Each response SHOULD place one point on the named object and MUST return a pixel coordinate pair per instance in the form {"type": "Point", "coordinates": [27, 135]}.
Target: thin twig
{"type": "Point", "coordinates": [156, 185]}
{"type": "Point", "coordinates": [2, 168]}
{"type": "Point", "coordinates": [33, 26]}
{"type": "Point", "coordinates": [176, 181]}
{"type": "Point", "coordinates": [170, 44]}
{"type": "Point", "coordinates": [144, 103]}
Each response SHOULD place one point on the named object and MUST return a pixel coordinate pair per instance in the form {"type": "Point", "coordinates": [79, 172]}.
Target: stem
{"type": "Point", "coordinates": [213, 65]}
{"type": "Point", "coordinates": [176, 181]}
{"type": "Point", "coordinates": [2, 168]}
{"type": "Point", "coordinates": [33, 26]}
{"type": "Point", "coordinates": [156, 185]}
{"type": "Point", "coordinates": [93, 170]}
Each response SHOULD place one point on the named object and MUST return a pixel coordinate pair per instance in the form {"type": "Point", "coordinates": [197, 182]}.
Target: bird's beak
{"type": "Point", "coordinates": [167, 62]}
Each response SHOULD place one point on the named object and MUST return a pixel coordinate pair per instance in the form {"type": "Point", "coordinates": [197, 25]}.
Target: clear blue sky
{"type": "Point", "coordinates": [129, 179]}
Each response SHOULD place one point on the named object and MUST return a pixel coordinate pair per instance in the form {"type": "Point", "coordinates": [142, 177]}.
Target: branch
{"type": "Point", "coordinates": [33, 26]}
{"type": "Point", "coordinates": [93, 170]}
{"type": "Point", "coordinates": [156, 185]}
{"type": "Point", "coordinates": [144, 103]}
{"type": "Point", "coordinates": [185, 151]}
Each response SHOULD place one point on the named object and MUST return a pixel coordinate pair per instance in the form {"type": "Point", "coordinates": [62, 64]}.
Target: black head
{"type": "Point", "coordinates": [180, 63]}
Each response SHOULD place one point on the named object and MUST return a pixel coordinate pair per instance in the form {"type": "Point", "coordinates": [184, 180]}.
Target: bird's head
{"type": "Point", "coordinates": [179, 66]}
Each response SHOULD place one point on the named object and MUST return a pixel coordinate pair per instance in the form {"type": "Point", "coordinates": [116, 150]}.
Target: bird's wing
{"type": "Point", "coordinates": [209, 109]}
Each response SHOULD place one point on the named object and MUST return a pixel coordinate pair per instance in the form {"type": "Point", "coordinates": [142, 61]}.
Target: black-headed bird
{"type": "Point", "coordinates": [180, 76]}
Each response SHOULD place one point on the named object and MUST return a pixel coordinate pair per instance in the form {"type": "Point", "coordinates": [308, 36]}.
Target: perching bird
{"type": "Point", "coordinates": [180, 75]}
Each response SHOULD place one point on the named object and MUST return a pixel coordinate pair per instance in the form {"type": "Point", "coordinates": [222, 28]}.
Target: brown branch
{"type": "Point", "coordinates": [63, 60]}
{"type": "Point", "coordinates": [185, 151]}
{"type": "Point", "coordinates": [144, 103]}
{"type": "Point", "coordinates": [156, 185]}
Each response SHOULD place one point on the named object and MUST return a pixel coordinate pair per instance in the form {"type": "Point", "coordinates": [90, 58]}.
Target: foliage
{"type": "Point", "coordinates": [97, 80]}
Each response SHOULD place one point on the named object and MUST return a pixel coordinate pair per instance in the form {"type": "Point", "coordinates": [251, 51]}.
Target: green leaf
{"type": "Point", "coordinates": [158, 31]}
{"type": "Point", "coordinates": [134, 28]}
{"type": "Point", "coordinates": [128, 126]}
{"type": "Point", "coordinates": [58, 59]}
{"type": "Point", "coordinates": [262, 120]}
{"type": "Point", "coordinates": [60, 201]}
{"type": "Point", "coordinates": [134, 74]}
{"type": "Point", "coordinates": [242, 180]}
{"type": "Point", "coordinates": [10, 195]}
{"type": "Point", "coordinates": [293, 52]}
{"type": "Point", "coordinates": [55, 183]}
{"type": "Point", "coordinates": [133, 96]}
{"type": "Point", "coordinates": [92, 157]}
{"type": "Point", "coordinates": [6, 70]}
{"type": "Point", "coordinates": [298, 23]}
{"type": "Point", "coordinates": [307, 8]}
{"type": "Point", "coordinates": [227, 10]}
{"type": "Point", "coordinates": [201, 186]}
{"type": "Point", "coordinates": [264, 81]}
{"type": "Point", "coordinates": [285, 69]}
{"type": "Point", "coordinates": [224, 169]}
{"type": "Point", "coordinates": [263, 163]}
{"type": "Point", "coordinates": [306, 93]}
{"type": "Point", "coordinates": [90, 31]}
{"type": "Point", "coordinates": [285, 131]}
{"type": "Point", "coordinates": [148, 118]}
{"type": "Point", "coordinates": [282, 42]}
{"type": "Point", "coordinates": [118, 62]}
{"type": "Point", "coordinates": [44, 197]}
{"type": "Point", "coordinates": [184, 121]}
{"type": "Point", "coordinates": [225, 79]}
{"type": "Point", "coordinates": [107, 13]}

- [To do]: The records above need to be output again, verbatim.

- [Task answer]:
Each response SHOULD place one point on the named object and MUST return a pixel coordinate pair per instance in the form {"type": "Point", "coordinates": [27, 135]}.
Target: thin twig
{"type": "Point", "coordinates": [156, 185]}
{"type": "Point", "coordinates": [2, 168]}
{"type": "Point", "coordinates": [33, 26]}
{"type": "Point", "coordinates": [176, 181]}
{"type": "Point", "coordinates": [170, 44]}
{"type": "Point", "coordinates": [144, 103]}
Each response SHOULD place one point on the named object and MUST return a pixel coordinate pair per instance in the form {"type": "Point", "coordinates": [79, 172]}.
Target: stem
{"type": "Point", "coordinates": [213, 65]}
{"type": "Point", "coordinates": [176, 181]}
{"type": "Point", "coordinates": [2, 168]}
{"type": "Point", "coordinates": [33, 26]}
{"type": "Point", "coordinates": [156, 185]}
{"type": "Point", "coordinates": [93, 170]}
Each response SHOULD place one point on the named object and MUST return a pixel coordinate pair per instance in the form {"type": "Point", "coordinates": [197, 182]}.
Target: bird's beak
{"type": "Point", "coordinates": [167, 62]}
Each response SHOULD place one point on the named object and MUST return a pixel coordinate pair per instance in the form {"type": "Point", "coordinates": [197, 25]}.
Target: clear blue sky
{"type": "Point", "coordinates": [129, 179]}
Each response SHOULD place one point on the named object and MUST return a pixel coordinate pair per instance in the form {"type": "Point", "coordinates": [142, 177]}.
Target: branch
{"type": "Point", "coordinates": [33, 26]}
{"type": "Point", "coordinates": [93, 170]}
{"type": "Point", "coordinates": [156, 185]}
{"type": "Point", "coordinates": [144, 103]}
{"type": "Point", "coordinates": [185, 151]}
Each response SHOULD place one point on the named object and MUST return a pixel coordinate pair per instance in the form {"type": "Point", "coordinates": [62, 64]}.
Target: black head
{"type": "Point", "coordinates": [180, 63]}
Each response SHOULD place one point on the named object and MUST return a pixel coordinate pair per instance in the form {"type": "Point", "coordinates": [184, 180]}.
Target: bird's head
{"type": "Point", "coordinates": [179, 66]}
Each response SHOULD place one point on the named object and MUST return a pixel coordinate pair per instance in the form {"type": "Point", "coordinates": [116, 150]}.
Target: bird's wing
{"type": "Point", "coordinates": [209, 109]}
Each response SHOULD place one point on the named object and MUST return a pixel coordinate pair per instance in the form {"type": "Point", "coordinates": [142, 61]}.
Target: black-headed bird
{"type": "Point", "coordinates": [180, 76]}
Each response SHOULD place one point on the named object and MUST return a pixel coordinate pair per instance in the form {"type": "Point", "coordinates": [308, 36]}.
Target: perching bird
{"type": "Point", "coordinates": [180, 75]}
Each response SHOULD place one point on the named object and MUST return a pixel coordinate pair per instance in the form {"type": "Point", "coordinates": [222, 28]}.
Target: brown branch
{"type": "Point", "coordinates": [63, 60]}
{"type": "Point", "coordinates": [185, 151]}
{"type": "Point", "coordinates": [144, 103]}
{"type": "Point", "coordinates": [156, 185]}
Each response SHOULD place one point on the named object and MUST return a pixel coordinate pair per instance in the form {"type": "Point", "coordinates": [90, 58]}.
Target: foliage
{"type": "Point", "coordinates": [97, 80]}
Each response SHOULD place one point on the named object and MUST return a pixel coordinate pair per instance in the form {"type": "Point", "coordinates": [251, 51]}.
Target: green leaf
{"type": "Point", "coordinates": [158, 31]}
{"type": "Point", "coordinates": [134, 28]}
{"type": "Point", "coordinates": [128, 126]}
{"type": "Point", "coordinates": [58, 59]}
{"type": "Point", "coordinates": [262, 120]}
{"type": "Point", "coordinates": [60, 201]}
{"type": "Point", "coordinates": [134, 74]}
{"type": "Point", "coordinates": [242, 180]}
{"type": "Point", "coordinates": [10, 195]}
{"type": "Point", "coordinates": [293, 52]}
{"type": "Point", "coordinates": [55, 183]}
{"type": "Point", "coordinates": [133, 96]}
{"type": "Point", "coordinates": [92, 157]}
{"type": "Point", "coordinates": [6, 70]}
{"type": "Point", "coordinates": [298, 23]}
{"type": "Point", "coordinates": [307, 8]}
{"type": "Point", "coordinates": [227, 10]}
{"type": "Point", "coordinates": [201, 186]}
{"type": "Point", "coordinates": [264, 81]}
{"type": "Point", "coordinates": [285, 69]}
{"type": "Point", "coordinates": [224, 169]}
{"type": "Point", "coordinates": [263, 163]}
{"type": "Point", "coordinates": [306, 93]}
{"type": "Point", "coordinates": [90, 31]}
{"type": "Point", "coordinates": [285, 131]}
{"type": "Point", "coordinates": [148, 118]}
{"type": "Point", "coordinates": [282, 42]}
{"type": "Point", "coordinates": [118, 62]}
{"type": "Point", "coordinates": [44, 197]}
{"type": "Point", "coordinates": [184, 121]}
{"type": "Point", "coordinates": [225, 79]}
{"type": "Point", "coordinates": [107, 13]}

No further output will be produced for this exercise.